OBJECTIVE: Copy the records below word for word, starting at their first line and ending with the line that contains "POLYGON ((396 168, 408", both included.

EXERCISE DATA:
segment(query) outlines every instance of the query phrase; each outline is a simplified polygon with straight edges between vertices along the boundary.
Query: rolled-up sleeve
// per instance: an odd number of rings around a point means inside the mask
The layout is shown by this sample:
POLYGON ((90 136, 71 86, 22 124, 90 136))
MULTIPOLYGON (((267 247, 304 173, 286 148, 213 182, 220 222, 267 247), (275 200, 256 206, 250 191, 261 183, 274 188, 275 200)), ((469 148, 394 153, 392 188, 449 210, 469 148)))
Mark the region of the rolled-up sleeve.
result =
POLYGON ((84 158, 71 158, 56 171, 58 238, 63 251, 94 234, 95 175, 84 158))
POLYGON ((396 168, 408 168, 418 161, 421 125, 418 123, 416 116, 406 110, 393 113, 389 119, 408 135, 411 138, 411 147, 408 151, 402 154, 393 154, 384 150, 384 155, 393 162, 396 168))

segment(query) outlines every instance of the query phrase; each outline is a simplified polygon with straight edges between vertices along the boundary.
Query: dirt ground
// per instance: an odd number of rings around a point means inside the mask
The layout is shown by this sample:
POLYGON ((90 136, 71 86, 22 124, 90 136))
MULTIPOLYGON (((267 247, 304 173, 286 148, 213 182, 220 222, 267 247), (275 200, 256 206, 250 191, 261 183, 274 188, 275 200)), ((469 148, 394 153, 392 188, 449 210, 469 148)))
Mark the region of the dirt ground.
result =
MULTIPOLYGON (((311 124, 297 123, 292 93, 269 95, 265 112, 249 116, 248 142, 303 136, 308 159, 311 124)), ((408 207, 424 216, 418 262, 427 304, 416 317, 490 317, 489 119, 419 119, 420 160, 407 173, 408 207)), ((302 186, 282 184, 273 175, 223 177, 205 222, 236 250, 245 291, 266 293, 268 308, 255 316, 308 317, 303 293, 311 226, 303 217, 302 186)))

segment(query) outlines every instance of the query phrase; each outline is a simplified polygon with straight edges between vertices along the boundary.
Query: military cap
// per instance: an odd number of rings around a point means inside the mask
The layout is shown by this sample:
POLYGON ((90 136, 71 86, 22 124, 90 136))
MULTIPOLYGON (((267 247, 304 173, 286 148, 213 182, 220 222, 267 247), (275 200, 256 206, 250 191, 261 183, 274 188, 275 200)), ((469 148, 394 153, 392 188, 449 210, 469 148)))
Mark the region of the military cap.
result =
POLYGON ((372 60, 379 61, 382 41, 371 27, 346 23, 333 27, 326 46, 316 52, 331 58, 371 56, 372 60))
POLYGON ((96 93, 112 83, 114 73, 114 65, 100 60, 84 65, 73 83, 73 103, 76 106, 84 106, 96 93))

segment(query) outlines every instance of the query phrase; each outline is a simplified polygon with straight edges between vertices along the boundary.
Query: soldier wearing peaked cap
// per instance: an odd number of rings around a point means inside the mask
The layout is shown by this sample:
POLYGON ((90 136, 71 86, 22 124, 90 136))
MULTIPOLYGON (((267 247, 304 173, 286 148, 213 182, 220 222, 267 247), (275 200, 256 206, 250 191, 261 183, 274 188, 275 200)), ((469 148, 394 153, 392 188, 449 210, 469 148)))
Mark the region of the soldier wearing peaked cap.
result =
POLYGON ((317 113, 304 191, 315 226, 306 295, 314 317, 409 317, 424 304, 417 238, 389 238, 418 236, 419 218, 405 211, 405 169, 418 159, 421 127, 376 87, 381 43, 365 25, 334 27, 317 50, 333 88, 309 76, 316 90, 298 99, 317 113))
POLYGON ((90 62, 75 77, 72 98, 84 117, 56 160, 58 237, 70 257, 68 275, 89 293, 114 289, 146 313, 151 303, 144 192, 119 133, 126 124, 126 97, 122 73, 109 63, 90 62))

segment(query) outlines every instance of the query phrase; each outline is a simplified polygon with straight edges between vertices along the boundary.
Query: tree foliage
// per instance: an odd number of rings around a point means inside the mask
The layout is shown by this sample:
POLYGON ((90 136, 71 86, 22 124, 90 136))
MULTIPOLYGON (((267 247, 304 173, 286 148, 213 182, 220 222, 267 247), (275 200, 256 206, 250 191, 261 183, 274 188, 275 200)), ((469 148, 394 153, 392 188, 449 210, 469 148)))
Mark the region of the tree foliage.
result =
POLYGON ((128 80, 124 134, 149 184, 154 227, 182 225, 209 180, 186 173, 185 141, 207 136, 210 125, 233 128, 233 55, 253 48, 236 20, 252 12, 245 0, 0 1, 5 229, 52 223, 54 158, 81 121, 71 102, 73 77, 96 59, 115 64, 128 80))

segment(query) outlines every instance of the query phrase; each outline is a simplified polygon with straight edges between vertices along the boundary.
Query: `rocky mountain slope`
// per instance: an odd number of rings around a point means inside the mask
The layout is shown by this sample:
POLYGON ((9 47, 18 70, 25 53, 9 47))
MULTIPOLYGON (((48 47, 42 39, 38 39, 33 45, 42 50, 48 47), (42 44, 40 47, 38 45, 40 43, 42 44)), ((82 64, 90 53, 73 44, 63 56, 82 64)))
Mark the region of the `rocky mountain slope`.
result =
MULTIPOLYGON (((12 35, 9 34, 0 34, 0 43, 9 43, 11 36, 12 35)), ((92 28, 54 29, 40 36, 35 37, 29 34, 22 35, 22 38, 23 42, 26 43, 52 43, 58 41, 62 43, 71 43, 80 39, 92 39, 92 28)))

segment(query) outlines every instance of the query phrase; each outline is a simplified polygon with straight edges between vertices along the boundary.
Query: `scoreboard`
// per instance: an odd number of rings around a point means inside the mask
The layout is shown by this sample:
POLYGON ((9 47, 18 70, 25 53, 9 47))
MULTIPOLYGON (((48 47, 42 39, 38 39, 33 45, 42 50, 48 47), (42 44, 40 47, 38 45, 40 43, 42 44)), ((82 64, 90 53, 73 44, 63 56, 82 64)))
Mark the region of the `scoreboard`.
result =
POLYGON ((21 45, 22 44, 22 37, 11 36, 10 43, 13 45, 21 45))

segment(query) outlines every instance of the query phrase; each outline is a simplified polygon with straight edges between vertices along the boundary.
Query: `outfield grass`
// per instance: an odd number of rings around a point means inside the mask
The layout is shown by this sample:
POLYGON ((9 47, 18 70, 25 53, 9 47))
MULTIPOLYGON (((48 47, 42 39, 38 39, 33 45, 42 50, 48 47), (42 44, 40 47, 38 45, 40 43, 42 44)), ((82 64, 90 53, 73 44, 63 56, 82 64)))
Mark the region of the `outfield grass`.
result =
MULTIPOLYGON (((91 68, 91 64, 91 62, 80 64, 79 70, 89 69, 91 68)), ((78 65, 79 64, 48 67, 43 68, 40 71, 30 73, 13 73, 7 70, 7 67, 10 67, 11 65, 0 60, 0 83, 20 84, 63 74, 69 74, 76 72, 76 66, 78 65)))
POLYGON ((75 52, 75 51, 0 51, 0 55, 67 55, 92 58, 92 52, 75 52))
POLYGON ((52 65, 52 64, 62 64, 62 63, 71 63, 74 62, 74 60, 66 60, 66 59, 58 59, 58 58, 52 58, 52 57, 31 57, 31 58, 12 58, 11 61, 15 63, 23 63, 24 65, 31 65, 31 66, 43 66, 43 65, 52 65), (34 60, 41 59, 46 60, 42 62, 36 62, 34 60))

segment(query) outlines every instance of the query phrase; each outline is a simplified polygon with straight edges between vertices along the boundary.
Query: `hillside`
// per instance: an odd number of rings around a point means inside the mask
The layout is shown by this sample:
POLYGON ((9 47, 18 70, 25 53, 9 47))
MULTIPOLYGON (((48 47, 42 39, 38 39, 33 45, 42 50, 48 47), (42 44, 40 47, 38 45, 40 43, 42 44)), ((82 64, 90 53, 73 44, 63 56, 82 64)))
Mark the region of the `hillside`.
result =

EXERCISE RESPONSE:
segment(query) outlines every instance of the query phrase; each outline is a simplified polygon with straight edges between vertices along the boundary.
Query: rolled-up sleeve
// per instance: an odd number of rings around a point means inside the mask
The layout is shown by this sample:
POLYGON ((90 136, 71 86, 22 124, 90 136))
MULTIPOLYGON (((267 247, 304 173, 286 148, 213 182, 220 222, 267 247), (275 200, 256 206, 250 191, 261 183, 274 188, 275 200)), ((469 148, 394 153, 392 188, 449 210, 469 148)))
Mark the region of the rolled-up sleeve.
result =
POLYGON ((84 158, 71 158, 56 171, 58 238, 63 251, 94 234, 95 175, 84 158))
POLYGON ((396 168, 408 168, 418 161, 421 125, 418 123, 416 116, 406 110, 393 113, 389 119, 408 135, 411 138, 411 147, 408 151, 402 154, 393 154, 384 150, 384 155, 393 162, 396 168))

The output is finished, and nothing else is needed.